WHAT YOU WILL DO: Return the line containing "Shot-chart audit: point to every instance of the green" and all lines after it exactly; stop at the end of the material.

-*-

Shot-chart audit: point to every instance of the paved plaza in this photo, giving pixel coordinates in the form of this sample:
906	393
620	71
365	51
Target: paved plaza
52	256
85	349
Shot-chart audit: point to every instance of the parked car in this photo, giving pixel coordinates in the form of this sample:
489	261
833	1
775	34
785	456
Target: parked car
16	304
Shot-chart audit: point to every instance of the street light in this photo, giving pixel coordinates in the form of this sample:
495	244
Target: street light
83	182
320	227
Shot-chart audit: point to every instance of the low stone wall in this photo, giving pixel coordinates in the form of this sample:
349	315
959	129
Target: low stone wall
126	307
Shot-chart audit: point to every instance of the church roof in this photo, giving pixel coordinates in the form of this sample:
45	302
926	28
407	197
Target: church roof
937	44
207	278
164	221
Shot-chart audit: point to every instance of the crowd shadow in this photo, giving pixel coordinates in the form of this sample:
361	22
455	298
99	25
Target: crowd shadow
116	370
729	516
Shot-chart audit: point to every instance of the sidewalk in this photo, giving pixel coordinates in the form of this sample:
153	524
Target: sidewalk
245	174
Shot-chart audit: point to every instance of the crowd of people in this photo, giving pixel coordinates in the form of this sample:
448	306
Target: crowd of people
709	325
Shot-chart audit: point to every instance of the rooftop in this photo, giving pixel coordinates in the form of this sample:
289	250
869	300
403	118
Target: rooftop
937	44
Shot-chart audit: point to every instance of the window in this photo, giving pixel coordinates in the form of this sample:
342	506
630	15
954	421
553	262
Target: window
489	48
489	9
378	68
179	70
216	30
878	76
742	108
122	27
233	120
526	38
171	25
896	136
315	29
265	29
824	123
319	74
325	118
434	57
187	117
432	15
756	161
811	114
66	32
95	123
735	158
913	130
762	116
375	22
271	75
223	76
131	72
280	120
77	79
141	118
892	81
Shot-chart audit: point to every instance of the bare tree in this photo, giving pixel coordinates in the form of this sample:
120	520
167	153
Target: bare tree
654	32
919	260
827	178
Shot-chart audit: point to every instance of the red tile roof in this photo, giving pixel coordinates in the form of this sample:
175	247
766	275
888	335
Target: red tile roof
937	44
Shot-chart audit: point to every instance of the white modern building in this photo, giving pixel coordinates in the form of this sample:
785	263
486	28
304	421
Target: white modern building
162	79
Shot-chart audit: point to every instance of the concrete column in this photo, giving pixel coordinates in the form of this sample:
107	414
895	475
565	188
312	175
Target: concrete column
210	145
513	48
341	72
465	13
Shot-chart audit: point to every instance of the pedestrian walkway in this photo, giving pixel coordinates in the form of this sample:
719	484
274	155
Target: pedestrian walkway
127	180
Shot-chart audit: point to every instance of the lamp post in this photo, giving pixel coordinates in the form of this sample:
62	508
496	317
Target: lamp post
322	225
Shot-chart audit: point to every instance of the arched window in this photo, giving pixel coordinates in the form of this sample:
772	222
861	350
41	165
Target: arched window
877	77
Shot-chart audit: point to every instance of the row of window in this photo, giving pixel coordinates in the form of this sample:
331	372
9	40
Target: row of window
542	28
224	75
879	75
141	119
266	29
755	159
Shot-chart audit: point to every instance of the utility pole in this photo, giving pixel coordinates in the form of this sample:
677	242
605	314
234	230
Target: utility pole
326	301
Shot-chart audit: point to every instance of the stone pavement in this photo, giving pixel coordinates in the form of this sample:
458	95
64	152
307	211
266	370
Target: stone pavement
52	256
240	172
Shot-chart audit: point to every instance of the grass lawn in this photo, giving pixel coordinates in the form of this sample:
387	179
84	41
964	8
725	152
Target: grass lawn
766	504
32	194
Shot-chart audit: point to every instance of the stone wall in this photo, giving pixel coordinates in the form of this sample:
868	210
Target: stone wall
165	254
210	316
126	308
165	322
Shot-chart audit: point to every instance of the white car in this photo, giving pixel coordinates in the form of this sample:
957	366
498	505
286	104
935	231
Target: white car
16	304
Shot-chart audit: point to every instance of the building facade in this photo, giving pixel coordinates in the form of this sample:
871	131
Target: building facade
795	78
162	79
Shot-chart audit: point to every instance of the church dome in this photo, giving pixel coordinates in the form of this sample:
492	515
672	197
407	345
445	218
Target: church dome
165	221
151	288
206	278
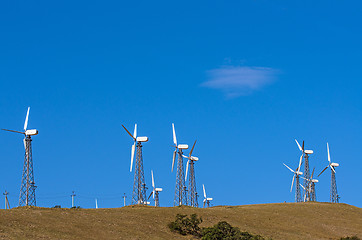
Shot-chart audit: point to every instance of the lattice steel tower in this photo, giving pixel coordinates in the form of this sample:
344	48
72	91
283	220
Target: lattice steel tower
306	170
180	189
298	195
155	192
139	185
334	197
296	175
27	189
192	193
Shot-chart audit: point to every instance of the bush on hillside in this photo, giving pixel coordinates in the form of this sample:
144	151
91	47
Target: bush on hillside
185	225
350	238
223	230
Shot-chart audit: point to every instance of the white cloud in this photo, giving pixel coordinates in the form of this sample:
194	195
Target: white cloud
237	81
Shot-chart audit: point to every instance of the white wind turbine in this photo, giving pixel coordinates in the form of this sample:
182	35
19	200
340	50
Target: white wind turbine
180	191
306	167
193	202
27	190
139	185
155	192
206	199
296	175
334	197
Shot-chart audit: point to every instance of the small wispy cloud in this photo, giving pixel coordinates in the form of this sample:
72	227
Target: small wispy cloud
236	81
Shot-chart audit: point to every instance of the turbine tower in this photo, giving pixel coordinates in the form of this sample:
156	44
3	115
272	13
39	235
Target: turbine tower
311	188
334	198
296	175
306	168
192	182
27	189
206	199
155	192
139	185
180	190
7	205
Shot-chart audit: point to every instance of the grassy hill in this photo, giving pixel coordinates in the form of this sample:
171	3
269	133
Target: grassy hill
276	221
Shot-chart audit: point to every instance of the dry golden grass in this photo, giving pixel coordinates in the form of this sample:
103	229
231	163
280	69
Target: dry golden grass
276	221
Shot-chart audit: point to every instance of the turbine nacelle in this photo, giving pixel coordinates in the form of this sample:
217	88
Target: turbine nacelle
142	139
31	132
183	146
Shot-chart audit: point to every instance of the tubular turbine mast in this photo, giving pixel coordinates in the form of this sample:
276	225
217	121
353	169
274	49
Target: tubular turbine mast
139	185
192	182
27	189
180	190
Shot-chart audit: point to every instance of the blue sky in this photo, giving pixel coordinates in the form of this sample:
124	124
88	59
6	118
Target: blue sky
244	78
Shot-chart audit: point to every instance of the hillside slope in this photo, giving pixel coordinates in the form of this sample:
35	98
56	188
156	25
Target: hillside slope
276	221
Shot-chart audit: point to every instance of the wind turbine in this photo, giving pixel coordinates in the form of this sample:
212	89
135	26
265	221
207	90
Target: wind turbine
27	189
7	205
296	175
155	192
306	166
192	182
180	190
206	199
334	198
311	187
139	185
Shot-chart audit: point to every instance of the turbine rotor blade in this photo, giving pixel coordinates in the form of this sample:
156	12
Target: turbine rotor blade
135	131
150	195
187	168
174	135
298	145
291	187
132	154
289	168
173	160
300	162
12	131
192	149
128	132
26	120
153	181
323	170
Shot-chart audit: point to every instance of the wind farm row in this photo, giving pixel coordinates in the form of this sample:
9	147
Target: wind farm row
185	186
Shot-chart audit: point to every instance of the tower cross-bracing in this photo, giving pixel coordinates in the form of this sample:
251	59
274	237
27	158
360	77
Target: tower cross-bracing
139	185
27	189
334	197
296	175
192	193
180	189
306	170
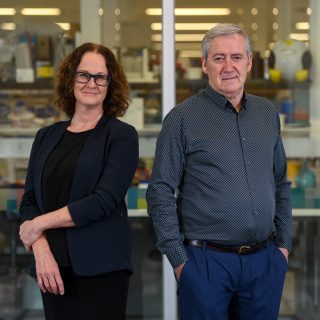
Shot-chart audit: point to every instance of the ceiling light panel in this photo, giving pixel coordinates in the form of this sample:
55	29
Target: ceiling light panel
191	11
186	26
7	11
40	11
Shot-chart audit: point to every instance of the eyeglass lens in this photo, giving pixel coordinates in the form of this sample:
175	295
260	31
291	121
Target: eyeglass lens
99	79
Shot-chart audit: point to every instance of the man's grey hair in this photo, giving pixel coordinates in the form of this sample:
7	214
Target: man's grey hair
223	30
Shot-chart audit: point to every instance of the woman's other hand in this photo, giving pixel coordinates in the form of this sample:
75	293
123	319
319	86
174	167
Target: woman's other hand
48	274
29	233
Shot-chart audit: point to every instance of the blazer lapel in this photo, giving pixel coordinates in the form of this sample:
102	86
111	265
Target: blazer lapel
90	162
52	137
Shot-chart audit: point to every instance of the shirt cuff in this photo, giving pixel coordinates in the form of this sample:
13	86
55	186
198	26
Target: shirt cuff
177	255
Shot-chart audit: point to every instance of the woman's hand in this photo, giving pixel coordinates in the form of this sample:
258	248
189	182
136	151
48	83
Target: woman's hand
29	233
48	274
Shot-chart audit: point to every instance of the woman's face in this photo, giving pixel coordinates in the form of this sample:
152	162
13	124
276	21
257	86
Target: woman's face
91	94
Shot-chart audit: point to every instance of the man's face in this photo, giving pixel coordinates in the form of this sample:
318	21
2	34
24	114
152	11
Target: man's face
227	65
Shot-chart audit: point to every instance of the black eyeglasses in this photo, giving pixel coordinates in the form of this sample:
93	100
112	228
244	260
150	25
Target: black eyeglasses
99	79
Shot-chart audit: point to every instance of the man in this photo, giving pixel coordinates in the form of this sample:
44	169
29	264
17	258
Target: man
227	232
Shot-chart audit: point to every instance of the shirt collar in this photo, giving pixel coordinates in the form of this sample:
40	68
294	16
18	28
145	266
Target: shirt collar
220	100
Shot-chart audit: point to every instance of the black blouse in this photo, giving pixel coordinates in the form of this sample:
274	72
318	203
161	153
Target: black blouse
56	185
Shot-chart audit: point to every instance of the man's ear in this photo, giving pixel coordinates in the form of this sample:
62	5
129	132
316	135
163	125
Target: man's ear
204	65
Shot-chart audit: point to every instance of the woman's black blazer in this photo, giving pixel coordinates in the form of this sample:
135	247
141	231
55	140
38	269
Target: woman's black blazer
100	242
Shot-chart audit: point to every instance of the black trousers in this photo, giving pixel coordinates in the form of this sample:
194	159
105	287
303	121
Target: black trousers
101	297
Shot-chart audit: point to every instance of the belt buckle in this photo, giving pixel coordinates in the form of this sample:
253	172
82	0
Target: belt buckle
243	249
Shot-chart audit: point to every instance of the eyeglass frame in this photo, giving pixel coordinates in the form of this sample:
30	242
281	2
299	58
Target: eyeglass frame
94	78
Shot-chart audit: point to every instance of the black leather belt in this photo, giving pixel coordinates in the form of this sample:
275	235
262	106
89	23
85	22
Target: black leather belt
220	248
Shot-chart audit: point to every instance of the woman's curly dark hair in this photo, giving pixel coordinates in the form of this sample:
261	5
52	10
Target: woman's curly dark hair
117	100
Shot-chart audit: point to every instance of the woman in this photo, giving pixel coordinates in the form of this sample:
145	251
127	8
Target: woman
73	209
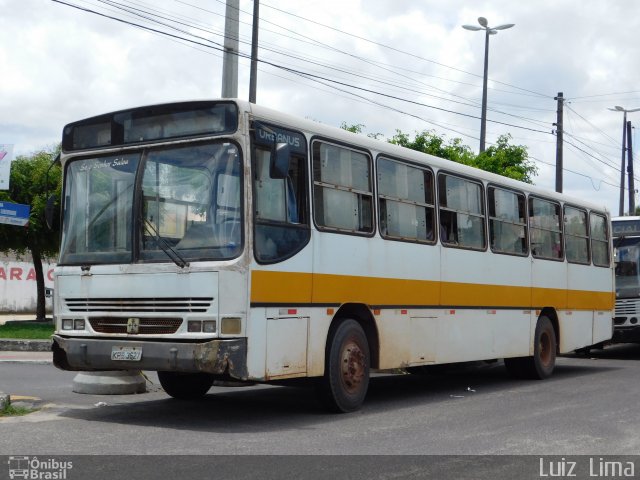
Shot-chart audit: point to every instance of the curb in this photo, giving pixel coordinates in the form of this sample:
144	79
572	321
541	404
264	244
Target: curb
20	345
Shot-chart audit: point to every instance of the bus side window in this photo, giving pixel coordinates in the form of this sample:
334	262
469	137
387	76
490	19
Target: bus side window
405	196
342	189
545	229
507	222
280	209
576	235
461	206
599	240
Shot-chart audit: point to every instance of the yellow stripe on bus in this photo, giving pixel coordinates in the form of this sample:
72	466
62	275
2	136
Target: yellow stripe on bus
306	288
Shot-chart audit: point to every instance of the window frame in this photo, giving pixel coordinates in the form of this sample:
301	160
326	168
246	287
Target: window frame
300	152
317	184
433	206
607	241
483	204
531	228
587	236
525	224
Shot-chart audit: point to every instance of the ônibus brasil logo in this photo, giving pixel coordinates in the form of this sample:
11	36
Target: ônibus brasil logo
33	468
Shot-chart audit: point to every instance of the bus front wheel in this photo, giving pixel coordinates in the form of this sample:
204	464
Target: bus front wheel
346	377
543	361
185	386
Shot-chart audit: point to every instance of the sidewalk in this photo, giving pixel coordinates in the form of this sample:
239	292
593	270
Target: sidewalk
8	317
8	356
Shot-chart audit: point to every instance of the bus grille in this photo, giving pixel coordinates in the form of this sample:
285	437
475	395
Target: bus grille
158	305
627	307
148	326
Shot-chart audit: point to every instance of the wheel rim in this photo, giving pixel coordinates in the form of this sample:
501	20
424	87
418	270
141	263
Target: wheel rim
353	366
545	349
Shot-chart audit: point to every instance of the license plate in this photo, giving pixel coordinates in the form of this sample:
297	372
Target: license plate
130	354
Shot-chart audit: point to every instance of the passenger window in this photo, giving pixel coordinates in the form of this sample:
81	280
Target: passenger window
599	240
342	186
280	209
576	235
405	196
462	222
507	222
545	229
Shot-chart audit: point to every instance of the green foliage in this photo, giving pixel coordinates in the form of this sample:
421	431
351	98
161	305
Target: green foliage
33	179
26	330
28	186
502	158
357	128
509	160
428	142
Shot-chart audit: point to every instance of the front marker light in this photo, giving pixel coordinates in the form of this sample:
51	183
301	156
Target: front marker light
194	326
231	326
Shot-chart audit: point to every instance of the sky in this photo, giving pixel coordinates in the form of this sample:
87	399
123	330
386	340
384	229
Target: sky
385	65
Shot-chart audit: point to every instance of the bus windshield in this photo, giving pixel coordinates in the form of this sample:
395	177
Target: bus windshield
186	205
627	255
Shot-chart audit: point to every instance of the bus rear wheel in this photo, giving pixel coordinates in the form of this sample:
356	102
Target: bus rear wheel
185	386
543	361
346	378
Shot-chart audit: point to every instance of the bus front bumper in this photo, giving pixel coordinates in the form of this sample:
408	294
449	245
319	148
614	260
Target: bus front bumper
219	357
626	334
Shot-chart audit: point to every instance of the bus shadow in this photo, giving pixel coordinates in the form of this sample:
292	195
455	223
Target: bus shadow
620	351
264	408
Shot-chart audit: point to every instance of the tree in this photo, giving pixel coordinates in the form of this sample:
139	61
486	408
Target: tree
502	158
32	177
509	160
428	142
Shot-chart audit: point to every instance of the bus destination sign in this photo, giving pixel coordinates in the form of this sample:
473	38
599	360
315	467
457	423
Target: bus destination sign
626	228
14	213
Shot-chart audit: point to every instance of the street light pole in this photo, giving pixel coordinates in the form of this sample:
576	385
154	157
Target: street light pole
618	108
484	25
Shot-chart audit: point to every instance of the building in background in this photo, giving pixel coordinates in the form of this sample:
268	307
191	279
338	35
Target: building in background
18	292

-*-

RESULT OF THIS TASK:
Shot-chart audit: point to every instance of the green foliage in this photo, giving pixel coordinates in the form of this sample:
421	431
351	98
161	305
Target: green foliage
33	179
26	330
28	186
502	158
357	128
509	160
428	142
Shot-chart audit: point to every instance of the front marker light in this photo, giving pixel coordinates in the form of this sample:
51	183
301	156
Target: front marker light
194	326
231	326
Shot-chart audit: point to every instance of the sky in this photo, giving pixel coordinates in the form of this sample:
87	399
123	330
386	340
384	229
Target: sky
385	65
Shot-chart audit: point to every instance of the bus windshield in this photo, giving pixel coordinates in the form of this sample:
395	177
Target: bus windshield
186	205
627	255
Shot-chart audit: point to every instance of the bus rear wheel in this photo, giving pixel coordinates in the form of this sample:
356	102
Target: bus rear wheel
185	386
543	361
346	378
Shot-chart audit: point to every instance of the bus front bumper in this photo, giving pixel coordinates in the form of this sample:
408	294
449	245
319	148
614	260
Target: bus front bumper
219	357
626	334
Shot-chart audit: point to every instance of the bus shadow in this photo, giving pixel coordinates in the form of this sample:
292	195
455	223
Target: bus shadow
620	351
264	408
Shot-chart audit: point to every instance of the tree in this photo, giving pixel coordinates in the form of this sample:
139	61
486	408
Target: tree
502	158
32	177
509	160
428	142
Shot-chart audit: point to every instance of the bus destination sign in this photo, giving pixel coordinates in the form of this sample:
473	38
599	360
315	467
457	423
Target: bus destination sign
626	228
14	213
Shot-chart audit: point to every instance of the street light pole in this photo, giving pixel coordinates in the form of this sample:
576	385
154	157
Target: street light pole
618	108
484	25
Shot-chart audit: point to every instance of the building in background in this photo, giving pixel coordinates in the form of this sample:
268	307
191	279
338	35
Target: building in background
18	292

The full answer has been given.